╭──
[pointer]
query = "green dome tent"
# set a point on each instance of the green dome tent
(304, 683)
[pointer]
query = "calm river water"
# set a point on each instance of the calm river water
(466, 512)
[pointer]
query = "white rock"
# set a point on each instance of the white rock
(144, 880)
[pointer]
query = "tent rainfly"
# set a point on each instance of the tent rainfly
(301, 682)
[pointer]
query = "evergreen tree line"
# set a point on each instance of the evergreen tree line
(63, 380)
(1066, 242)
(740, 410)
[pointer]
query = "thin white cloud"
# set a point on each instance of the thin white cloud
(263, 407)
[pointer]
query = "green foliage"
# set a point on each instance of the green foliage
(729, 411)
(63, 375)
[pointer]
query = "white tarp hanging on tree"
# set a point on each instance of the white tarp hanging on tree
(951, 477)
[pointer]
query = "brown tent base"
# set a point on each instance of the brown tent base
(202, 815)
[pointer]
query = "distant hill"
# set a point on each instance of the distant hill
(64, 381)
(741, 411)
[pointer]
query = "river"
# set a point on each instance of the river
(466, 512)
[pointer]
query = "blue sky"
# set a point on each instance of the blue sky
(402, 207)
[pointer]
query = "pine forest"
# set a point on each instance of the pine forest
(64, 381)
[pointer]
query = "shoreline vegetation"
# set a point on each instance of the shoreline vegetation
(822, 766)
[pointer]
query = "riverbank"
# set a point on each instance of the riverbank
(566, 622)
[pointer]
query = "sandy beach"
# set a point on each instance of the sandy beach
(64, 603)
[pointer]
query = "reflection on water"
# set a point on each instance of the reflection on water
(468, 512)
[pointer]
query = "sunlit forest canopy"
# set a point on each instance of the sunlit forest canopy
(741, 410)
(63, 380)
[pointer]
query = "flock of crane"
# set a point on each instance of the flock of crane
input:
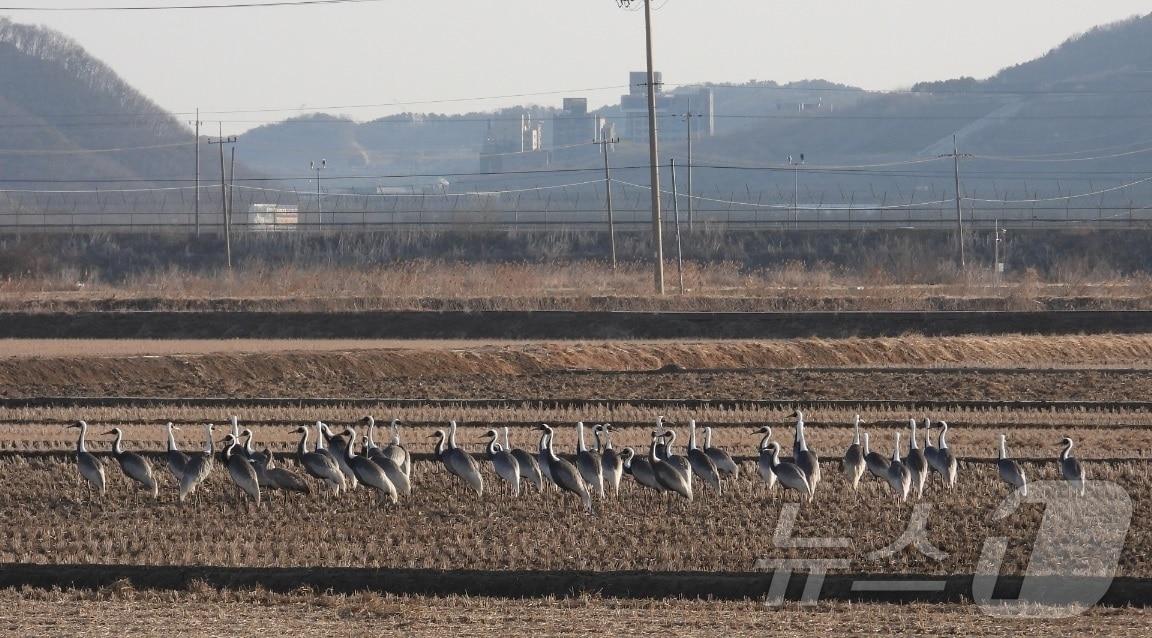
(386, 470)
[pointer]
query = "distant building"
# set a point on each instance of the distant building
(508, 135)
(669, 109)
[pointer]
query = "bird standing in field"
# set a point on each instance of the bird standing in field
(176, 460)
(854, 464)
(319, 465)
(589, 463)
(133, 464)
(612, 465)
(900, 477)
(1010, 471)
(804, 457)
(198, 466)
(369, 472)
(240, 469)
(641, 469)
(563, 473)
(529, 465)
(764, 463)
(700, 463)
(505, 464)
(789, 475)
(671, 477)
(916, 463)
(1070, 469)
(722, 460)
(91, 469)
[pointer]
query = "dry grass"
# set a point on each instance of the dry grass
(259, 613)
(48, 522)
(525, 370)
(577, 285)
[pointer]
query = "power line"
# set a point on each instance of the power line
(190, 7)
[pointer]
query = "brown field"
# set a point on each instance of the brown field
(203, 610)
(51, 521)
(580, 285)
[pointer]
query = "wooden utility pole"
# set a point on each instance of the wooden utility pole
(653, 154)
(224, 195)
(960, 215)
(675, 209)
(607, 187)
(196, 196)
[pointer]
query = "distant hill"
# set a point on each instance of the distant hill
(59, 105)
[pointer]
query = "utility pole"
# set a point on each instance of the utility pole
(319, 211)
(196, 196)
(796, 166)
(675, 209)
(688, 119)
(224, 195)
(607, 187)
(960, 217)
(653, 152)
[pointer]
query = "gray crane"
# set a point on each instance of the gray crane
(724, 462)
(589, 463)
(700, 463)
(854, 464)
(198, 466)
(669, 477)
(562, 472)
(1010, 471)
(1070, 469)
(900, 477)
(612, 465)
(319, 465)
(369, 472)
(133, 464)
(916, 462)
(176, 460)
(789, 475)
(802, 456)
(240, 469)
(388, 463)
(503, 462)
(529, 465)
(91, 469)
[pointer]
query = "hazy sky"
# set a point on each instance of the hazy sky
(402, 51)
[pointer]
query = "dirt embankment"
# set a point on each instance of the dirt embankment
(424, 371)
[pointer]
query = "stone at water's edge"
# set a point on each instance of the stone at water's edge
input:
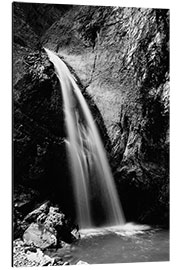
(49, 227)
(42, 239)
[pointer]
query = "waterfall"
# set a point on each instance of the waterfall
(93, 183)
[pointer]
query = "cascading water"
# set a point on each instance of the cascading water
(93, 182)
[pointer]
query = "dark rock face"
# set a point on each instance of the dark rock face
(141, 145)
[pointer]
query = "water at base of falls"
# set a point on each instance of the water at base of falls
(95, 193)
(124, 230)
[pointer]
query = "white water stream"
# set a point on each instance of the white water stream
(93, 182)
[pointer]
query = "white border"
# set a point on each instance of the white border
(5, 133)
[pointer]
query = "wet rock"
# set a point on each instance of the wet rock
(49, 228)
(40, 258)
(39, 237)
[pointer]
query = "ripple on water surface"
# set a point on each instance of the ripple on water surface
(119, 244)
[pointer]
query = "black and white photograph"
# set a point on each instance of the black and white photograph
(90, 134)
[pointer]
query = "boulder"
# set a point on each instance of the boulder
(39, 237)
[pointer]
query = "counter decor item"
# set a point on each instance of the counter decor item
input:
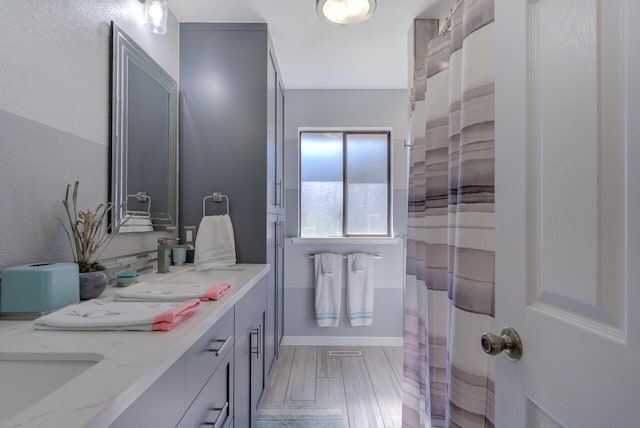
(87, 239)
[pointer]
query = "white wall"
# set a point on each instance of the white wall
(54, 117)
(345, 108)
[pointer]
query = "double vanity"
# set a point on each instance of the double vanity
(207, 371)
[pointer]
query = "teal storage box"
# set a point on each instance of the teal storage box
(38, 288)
╰──
╭──
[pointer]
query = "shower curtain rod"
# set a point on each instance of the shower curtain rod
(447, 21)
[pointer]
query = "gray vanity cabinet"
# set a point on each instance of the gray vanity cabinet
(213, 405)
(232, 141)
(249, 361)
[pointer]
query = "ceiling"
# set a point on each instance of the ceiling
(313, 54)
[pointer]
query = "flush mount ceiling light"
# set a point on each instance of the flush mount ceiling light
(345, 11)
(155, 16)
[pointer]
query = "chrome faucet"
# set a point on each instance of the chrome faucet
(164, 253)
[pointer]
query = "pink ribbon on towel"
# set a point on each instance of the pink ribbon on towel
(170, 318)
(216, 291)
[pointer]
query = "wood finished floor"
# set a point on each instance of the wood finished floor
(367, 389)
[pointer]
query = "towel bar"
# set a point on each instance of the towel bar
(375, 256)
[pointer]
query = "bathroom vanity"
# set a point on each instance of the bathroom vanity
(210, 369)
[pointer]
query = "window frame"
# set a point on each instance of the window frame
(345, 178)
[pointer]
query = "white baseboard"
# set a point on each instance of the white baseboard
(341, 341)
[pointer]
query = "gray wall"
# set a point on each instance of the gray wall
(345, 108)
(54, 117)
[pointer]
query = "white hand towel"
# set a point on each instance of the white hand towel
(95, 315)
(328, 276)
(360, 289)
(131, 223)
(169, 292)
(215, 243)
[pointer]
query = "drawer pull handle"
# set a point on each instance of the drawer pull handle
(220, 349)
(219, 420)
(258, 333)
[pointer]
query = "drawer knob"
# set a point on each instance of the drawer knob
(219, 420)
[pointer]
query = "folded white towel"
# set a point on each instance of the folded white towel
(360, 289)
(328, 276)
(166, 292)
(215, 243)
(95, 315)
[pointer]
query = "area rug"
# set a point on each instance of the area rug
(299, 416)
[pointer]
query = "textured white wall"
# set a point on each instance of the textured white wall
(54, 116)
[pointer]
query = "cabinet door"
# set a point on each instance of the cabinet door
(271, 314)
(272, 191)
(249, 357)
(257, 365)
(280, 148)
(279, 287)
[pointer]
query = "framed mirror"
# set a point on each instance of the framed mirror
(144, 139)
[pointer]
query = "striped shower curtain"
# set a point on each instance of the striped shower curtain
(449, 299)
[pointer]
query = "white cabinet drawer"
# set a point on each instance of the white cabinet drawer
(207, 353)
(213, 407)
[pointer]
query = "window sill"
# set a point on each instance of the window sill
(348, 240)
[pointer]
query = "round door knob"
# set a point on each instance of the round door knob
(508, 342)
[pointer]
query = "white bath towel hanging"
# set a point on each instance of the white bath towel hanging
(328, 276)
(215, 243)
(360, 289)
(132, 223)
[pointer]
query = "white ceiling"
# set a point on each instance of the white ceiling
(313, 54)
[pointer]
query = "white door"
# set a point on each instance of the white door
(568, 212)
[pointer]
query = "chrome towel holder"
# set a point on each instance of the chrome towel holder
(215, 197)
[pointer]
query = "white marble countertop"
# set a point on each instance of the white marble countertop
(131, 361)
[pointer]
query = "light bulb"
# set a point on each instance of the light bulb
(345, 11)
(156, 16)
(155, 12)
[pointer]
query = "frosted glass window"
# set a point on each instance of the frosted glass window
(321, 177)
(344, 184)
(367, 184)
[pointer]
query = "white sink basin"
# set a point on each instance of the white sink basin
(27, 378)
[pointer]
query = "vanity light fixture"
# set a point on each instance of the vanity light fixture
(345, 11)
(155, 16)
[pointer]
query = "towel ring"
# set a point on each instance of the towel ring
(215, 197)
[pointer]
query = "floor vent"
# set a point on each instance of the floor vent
╰──
╭──
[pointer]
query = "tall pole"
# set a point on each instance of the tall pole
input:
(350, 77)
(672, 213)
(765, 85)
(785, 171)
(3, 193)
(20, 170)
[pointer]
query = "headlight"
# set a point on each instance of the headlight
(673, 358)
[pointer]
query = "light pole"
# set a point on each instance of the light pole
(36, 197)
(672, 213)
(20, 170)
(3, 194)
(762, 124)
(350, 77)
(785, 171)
╰──
Task objective: Count the lines in the records that contain the string "stream" and reply with the number alone.

Task response: 2